§ **Task details**: Count the lines in the records below that contain the string "black", matching case exactly. Give only the number.

§ **Point annotation dataset records**:
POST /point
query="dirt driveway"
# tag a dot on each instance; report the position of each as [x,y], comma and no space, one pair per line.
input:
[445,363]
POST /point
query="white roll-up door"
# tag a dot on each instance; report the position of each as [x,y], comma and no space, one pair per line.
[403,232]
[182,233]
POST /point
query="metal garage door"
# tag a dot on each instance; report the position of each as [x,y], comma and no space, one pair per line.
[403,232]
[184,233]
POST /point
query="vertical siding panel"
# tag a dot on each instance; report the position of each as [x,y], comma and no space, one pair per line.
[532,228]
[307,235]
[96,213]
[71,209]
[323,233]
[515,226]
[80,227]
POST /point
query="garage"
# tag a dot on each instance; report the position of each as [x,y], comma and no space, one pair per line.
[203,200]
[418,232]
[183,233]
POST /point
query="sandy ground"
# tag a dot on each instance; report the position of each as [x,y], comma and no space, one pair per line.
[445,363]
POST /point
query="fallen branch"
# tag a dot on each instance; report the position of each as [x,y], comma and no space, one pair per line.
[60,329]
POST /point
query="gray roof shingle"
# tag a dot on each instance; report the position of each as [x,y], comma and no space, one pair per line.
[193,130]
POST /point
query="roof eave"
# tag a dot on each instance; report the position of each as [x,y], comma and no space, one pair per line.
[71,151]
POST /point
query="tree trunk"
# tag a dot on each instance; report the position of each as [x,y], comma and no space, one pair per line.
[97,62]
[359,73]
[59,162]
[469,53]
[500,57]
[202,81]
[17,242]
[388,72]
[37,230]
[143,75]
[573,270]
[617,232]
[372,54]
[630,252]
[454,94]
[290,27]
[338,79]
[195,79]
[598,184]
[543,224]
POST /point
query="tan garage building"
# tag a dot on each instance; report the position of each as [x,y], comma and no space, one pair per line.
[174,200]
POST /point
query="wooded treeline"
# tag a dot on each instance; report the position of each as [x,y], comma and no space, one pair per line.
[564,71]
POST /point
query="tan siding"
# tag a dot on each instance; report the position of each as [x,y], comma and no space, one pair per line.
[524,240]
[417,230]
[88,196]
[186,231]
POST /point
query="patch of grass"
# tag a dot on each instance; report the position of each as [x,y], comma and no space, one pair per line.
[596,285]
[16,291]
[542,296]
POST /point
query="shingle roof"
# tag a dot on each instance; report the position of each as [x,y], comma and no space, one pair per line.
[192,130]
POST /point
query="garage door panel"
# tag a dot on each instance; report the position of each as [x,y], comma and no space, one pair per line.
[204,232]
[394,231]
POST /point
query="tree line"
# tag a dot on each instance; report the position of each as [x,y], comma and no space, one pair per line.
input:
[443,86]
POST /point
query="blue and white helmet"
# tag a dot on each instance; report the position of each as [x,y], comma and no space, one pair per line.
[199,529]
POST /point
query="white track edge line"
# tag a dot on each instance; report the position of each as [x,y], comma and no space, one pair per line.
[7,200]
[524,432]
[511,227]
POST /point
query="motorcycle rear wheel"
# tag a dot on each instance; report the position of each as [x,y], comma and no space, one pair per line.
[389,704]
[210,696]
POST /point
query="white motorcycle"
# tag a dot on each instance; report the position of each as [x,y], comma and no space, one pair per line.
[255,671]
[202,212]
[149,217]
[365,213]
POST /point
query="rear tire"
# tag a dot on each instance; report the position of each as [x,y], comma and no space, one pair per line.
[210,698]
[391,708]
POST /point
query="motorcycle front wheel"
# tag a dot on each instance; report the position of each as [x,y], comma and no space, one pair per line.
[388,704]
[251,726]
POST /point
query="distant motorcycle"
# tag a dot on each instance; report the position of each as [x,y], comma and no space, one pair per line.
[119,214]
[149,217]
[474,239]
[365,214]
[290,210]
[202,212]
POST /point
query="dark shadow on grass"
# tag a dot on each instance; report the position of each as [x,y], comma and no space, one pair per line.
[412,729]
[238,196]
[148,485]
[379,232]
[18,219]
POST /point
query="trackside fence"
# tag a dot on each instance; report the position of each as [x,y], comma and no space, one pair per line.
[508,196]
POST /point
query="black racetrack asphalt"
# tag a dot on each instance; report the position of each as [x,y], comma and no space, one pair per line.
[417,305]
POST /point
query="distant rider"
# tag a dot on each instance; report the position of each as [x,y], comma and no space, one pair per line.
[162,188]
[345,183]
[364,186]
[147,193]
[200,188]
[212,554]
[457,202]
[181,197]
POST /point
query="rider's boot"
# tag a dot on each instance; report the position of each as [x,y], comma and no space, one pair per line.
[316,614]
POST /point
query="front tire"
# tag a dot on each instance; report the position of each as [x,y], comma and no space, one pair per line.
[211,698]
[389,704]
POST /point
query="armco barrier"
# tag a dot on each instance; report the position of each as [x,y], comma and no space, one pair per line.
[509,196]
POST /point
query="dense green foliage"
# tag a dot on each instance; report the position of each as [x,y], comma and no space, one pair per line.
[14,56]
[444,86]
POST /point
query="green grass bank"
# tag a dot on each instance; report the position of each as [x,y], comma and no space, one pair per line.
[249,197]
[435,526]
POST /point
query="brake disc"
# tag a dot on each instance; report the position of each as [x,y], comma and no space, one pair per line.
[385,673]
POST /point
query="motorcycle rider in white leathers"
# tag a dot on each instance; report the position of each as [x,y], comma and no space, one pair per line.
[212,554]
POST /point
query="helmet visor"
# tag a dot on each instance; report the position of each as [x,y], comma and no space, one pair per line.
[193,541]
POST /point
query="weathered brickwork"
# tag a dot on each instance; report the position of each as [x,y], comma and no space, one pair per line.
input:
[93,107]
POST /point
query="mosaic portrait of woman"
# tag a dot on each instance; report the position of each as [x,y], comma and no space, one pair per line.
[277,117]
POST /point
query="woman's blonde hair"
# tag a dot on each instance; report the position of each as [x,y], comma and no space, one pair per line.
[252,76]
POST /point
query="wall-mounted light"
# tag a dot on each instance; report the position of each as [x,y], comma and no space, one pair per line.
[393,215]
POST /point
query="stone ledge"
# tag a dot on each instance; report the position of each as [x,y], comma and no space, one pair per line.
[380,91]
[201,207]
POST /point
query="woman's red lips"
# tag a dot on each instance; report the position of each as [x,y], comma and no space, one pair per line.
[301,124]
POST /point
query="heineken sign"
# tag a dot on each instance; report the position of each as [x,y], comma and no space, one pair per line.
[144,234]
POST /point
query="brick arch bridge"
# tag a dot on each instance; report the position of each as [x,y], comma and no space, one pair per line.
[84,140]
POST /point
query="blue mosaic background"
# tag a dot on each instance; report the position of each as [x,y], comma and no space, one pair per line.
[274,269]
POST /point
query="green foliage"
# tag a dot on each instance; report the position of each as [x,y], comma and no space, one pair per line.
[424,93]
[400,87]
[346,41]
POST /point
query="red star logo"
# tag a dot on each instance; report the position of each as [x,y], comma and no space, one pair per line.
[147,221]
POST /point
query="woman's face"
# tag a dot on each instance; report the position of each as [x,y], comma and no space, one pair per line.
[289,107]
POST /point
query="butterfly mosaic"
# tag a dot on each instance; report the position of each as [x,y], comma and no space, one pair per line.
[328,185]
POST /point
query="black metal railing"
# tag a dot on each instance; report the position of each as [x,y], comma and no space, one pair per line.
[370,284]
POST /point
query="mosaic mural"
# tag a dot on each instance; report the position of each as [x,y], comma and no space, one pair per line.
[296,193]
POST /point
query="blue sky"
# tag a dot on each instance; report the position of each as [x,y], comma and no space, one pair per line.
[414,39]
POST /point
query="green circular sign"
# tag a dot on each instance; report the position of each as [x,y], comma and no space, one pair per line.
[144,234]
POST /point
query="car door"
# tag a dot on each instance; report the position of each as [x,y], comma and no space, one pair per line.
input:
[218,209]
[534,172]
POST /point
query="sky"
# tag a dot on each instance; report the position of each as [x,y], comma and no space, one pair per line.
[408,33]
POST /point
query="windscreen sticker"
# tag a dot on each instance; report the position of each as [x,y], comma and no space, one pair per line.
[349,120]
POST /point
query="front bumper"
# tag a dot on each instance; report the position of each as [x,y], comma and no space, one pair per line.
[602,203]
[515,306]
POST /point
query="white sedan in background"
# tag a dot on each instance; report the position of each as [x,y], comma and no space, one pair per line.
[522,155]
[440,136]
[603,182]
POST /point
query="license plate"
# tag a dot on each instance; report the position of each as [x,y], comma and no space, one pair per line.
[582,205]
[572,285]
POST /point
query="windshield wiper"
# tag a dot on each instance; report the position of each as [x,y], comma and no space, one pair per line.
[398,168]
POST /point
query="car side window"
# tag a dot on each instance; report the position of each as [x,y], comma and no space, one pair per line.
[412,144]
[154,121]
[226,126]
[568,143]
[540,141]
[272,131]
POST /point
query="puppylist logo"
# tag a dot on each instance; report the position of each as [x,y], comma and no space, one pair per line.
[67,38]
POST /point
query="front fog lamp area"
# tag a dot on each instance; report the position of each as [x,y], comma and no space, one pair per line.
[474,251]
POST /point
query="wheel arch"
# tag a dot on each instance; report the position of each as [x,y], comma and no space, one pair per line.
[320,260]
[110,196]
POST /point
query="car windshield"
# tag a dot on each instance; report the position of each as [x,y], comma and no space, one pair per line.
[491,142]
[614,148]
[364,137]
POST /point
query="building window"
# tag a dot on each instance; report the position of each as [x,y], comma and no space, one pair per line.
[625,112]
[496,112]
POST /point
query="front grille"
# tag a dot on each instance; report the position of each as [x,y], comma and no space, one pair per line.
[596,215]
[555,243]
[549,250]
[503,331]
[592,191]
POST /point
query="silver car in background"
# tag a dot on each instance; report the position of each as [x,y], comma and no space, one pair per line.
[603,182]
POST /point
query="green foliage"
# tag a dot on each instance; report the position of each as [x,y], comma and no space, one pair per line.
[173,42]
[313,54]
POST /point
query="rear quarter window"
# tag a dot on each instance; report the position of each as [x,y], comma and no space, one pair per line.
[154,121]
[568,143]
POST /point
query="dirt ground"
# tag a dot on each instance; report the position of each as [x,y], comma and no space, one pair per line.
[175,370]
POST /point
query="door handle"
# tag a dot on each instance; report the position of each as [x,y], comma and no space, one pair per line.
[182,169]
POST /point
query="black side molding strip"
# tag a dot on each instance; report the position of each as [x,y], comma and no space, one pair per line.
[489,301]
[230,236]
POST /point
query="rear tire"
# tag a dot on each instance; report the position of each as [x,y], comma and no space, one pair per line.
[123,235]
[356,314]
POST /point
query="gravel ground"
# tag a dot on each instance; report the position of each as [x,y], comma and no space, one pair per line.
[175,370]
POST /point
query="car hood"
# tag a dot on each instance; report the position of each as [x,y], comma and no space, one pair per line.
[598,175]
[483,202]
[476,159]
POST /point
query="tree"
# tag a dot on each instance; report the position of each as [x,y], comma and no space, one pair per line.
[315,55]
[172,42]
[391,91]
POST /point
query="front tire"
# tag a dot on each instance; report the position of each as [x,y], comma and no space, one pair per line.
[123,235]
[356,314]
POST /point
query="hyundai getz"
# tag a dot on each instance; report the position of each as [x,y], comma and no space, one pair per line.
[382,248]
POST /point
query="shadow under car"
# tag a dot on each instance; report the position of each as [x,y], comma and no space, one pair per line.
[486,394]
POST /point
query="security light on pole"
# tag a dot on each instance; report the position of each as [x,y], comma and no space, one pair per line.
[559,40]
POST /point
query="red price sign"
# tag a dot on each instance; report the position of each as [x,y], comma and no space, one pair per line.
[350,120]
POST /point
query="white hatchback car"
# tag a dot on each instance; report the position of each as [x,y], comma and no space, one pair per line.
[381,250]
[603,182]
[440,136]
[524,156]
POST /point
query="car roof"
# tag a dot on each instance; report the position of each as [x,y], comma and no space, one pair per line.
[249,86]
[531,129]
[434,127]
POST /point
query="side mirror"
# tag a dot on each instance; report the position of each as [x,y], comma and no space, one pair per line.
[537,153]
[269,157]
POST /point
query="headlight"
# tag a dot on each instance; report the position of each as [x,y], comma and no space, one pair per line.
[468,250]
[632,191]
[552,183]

§ **Solution for this task**: 3